Exercise brief: Below are records to repeat exactly. Omit the pictures from the copy.

········

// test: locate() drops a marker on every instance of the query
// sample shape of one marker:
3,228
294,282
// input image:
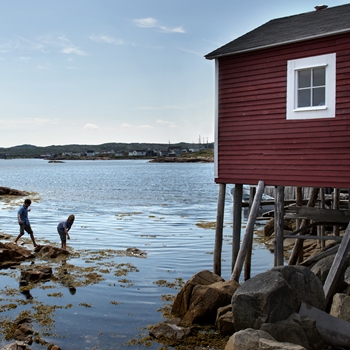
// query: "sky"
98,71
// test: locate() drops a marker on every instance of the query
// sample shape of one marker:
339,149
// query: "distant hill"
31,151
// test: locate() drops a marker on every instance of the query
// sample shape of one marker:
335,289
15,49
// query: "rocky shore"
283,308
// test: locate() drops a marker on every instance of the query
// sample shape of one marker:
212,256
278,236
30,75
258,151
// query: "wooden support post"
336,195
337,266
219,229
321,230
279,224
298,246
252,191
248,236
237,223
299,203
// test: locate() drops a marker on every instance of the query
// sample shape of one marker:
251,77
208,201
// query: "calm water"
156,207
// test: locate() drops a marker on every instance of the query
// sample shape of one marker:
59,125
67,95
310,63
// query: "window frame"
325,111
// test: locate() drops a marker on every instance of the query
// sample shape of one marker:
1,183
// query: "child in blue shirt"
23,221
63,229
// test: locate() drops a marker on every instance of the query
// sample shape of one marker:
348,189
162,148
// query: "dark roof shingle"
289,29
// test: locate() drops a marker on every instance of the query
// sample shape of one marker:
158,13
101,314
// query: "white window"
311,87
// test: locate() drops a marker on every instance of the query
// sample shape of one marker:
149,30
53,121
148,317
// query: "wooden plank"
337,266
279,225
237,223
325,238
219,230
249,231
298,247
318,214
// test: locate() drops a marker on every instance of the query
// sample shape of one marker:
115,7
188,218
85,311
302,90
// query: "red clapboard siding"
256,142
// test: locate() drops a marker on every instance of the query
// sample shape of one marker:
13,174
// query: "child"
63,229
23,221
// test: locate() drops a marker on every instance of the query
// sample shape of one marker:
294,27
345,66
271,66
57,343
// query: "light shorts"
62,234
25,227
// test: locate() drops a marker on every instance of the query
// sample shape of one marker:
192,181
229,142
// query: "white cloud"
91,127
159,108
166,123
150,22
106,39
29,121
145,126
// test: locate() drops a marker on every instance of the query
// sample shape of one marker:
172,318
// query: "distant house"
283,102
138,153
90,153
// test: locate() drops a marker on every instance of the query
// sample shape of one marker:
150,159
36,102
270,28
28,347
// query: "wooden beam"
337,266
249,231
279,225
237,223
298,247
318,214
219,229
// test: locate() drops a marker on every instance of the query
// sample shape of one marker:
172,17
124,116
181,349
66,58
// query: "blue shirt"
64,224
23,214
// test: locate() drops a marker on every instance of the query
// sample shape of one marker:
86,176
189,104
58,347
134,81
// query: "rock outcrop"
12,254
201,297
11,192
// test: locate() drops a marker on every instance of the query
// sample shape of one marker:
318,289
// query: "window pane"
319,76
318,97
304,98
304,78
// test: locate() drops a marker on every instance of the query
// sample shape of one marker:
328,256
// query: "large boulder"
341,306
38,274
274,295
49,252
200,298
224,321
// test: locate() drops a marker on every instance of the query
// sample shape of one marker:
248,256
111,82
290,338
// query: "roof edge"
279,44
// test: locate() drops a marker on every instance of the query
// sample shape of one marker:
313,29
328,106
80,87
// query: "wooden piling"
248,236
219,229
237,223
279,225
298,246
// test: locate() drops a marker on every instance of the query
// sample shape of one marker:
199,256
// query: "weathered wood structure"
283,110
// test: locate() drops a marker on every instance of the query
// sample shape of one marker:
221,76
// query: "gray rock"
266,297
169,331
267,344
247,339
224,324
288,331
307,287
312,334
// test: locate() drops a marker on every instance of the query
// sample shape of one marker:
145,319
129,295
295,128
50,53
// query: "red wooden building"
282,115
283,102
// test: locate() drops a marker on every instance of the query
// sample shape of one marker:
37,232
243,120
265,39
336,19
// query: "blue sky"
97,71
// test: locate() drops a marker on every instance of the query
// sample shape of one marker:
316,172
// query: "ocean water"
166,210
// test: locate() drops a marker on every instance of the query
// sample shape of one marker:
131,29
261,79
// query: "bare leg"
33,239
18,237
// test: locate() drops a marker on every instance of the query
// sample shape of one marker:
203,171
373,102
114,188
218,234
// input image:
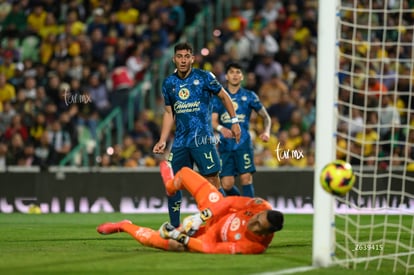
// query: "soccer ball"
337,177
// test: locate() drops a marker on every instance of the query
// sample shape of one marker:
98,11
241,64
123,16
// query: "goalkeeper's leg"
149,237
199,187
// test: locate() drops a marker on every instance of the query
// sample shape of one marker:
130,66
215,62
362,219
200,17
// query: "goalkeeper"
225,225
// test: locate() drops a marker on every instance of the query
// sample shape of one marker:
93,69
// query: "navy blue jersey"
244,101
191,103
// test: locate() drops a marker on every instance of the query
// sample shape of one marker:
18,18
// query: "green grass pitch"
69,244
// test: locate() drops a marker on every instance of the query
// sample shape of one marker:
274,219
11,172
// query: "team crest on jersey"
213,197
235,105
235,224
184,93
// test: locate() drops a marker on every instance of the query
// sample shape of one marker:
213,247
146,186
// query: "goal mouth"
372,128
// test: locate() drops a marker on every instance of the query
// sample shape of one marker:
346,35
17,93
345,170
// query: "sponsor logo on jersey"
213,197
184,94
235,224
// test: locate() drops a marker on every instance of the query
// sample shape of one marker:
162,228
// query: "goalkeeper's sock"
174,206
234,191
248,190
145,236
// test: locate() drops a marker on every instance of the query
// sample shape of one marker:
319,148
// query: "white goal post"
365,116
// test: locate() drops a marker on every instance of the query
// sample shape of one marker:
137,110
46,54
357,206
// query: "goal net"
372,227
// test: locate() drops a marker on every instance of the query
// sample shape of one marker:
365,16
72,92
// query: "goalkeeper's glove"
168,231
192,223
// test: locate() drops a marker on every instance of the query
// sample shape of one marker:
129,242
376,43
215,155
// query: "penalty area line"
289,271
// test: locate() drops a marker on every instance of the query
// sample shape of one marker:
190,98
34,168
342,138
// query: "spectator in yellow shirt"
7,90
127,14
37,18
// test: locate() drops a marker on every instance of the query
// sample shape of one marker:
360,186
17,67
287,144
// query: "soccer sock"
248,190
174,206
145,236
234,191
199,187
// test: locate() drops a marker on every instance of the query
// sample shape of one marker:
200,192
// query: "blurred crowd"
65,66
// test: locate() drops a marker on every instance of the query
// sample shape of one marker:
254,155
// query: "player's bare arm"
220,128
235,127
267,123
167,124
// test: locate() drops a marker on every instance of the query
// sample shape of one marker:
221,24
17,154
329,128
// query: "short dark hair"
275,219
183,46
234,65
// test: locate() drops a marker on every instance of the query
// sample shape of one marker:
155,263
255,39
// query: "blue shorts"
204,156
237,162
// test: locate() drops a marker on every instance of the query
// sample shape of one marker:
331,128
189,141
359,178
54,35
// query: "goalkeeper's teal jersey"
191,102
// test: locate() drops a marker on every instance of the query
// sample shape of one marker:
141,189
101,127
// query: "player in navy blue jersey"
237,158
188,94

········

Output for this exercise:
// test: locate() drops a marker on every instance of the query
// sample shape of one marker:
3,228
294,282
// input image:
// query: "sky"
98,71
// test: locate() drops a marker on every instance of the query
// sample shape of one marker:
339,149
// query: "distant hill"
31,151
// test: locate() drops a marker on every instance of the query
// sample shape of one marker:
335,289
15,49
// query: "rocky shore"
283,308
// test: locate() drops a marker on every instance of the query
// sample shape of one marker:
212,256
278,236
30,75
258,151
// query: "wooden support post"
336,195
337,266
219,229
321,230
279,224
298,246
252,191
248,236
237,223
299,203
// test: locate() drops a marker on every instance of the query
// sample shape of one marker:
251,77
208,201
// query: "calm water"
156,207
// test: locate() drops a marker on every instance of the query
// sample shape of one marker:
59,125
67,95
310,63
// query: "window frame"
325,111
// test: locate() drops a marker on every instance of the query
// sample shape of one marker:
1,183
// query: "child in blue shirt"
23,221
63,229
// test: locate() drops a marker on every instance of the query
// sample shape of one marker:
348,189
162,148
// query: "dark roof shingle"
289,29
// test: locate() drops a marker on every instance of the query
// sample shape of one marker:
158,13
101,314
// query: "white window"
311,87
// test: locate() drops a marker on every instance of the query
// sample shape of one marker:
149,30
53,121
148,317
// query: "wooden plank"
337,266
279,225
237,223
325,238
219,230
249,231
298,247
318,214
// test: locate() drops a marker on every instance of the query
// sample shape of one marker:
115,7
188,218
85,311
302,90
// query: "red clapboard siding"
256,142
// test: locate() drops a marker on every instance of the query
// sample shape of one marker:
13,174
// query: "child"
63,229
23,221
// test: locate() drops a marker on every instance of the query
// sample shape of one marker:
294,27
345,66
271,66
57,343
// query: "light shorts"
62,234
25,227
// test: locate() drops a marker on every instance of the query
// sample shape of one marker:
192,181
229,142
// query: "white cloud"
91,127
159,108
166,123
150,22
106,39
29,121
145,126
// test: locate() drops a marker on every instance of the query
// sample shape of one marker:
172,318
// query: "distant house"
283,102
138,153
90,153
// test: locate() drops a marker on every instance of the query
// sample shape of one marker:
150,159
36,102
270,28
28,347
// query: "wooden beam"
337,266
249,231
279,225
237,223
298,247
318,214
219,229
// test: locate() drops a marker on every instance of the query
// sample shape of one marker:
172,17
124,116
181,349
66,58
// query: "blue shirt"
64,224
23,214
// test: locate() drops a marker on every instance of the query
// sample shape of one marker:
86,176
189,104
58,347
134,81
// query: "rock outcrop"
12,254
201,297
11,192
// test: locate() drops a marker on every instance of the query
// sample shape of one marker:
318,289
// query: "window pane"
319,76
318,97
304,98
304,78
// test: locate() drops a marker on every instance of the query
// sample shape of one marker:
328,256
// query: "large boulder"
341,306
38,274
274,295
49,252
200,298
224,321
// test: locate() drops a marker on every instance of the query
// sample shape of one marker:
248,256
111,82
290,338
// query: "roof edge"
279,44
// test: locate() drops a marker on every instance of the query
// sample shape of one marker:
313,29
328,106
80,87
// query: "wooden piling"
248,236
219,229
237,223
279,225
298,246
// test: locate() drops a marker on every instance of the query
// sample shape of one marker:
199,256
// query: "weathered wood structure"
283,110
// test: locate() drops a marker on every instance of the query
// sample shape of one marker:
221,76
// query: "gray rock"
266,297
169,331
267,344
247,339
224,324
288,331
307,287
312,334
// test: locate() drops a marker on every instance of the query
// sample shape of one marker:
145,319
129,295
295,128
50,53
// query: "red wooden building"
282,115
283,102
// test: locate() drops a marker on every instance of the query
// sample shape of one marker:
37,232
243,120
265,39
336,19
// query: "blue sky"
97,71
// test: locate() drops a marker on every instance of the query
// sample shape of one marker:
316,172
// query: "ocean water"
166,210
// test: locate() drops a marker on every instance of the query
// sample shape of one marker:
131,29
261,79
// query: "bare leg"
33,239
18,237
// test: locate() drops a marker on every instance of the query
// sample shape of one marker:
203,171
373,102
114,188
218,234
// input image:
// query: "soccer ball"
337,177
// test: locate() drops a marker on every instance of the query
// sample shape of one marker:
98,11
241,64
123,16
// query: "goalkeeper's leg"
149,237
199,187
// test: locate() drops a marker on every instance of the query
// sample shape of one marker:
130,66
215,62
362,219
200,17
// query: "goalkeeper"
225,225
// test: locate() drops a marker on every instance of the query
// sample shape of one marker:
93,69
// query: "navy blue jersey"
244,101
191,103
// test: locate() drops a marker on every instance of the query
// sample shape of one marker:
18,18
// query: "green grass pitch"
69,244
// test: locate() drops a marker on every instance of the query
// sample shape of one marker:
274,219
11,172
// query: "team crest on jersey"
213,197
235,105
235,224
184,93
// test: locate() drops a marker on every instance of the query
// sample shape of one marker:
213,247
146,186
// query: "goal mouth"
372,128
// test: locate() drops a marker on every instance of the query
// sample shape of one marker:
346,35
17,93
345,170
// query: "sponsor logo on jersey"
213,197
184,94
235,224
// test: locate() drops a marker on every instance of the query
// sample shape of one marker:
162,228
// query: "goalkeeper's sock"
174,206
234,191
248,190
145,236
// test: locate() drops a marker on every instance of the query
// sample shape of one marker:
319,148
// query: "white goal post"
365,116
// test: locate() drops a marker on every instance of the query
// sample shape of one marker:
137,110
46,54
357,206
// query: "goal net"
372,227
// test: locate() drops a marker on every instance of the query
// sample shape of one marker:
365,16
72,92
// query: "goalkeeper's glove"
168,231
192,223
// test: locate() drops a marker on every instance of the query
// sample shape of one marker:
129,242
376,43
215,155
// query: "penalty area line"
289,271
// test: locate() drops a marker on every instance of the query
// sample shape of one marker:
190,98
34,168
342,138
// query: "spectator in yellow shirt"
7,90
127,14
37,18
// test: locate() drops a marker on every instance of the query
// sample shape of one marker:
360,186
17,67
287,144
// query: "soccer sock"
248,190
174,206
145,236
234,191
199,187
// test: locate() drops a marker on every instance of the query
// sample shape of one marker:
200,192
// query: "blurred crowd"
65,66
// test: locate() drops a marker on every instance of the query
// sample shape of one marker:
254,155
// query: "player's bare arm"
220,128
235,127
267,123
167,124
// test: locate() drops a marker on every instance of the query
// sample shape of one marker:
221,24
17,154
329,128
// query: "short dark hair"
275,219
183,46
234,65
// test: locate() drops a marker on every instance of the query
// sample shape of one marker:
155,263
255,39
// query: "blue shorts"
204,156
237,162
// test: locate() drops a marker on every instance of the query
// sample shape of one marker:
331,128
189,141
359,178
54,35
// query: "goalkeeper's teal jersey"
191,102
// test: locate() drops a marker on every instance of the query
// sample shape of one marker:
141,189
101,127
// query: "player in navy blue jersey"
237,158
188,94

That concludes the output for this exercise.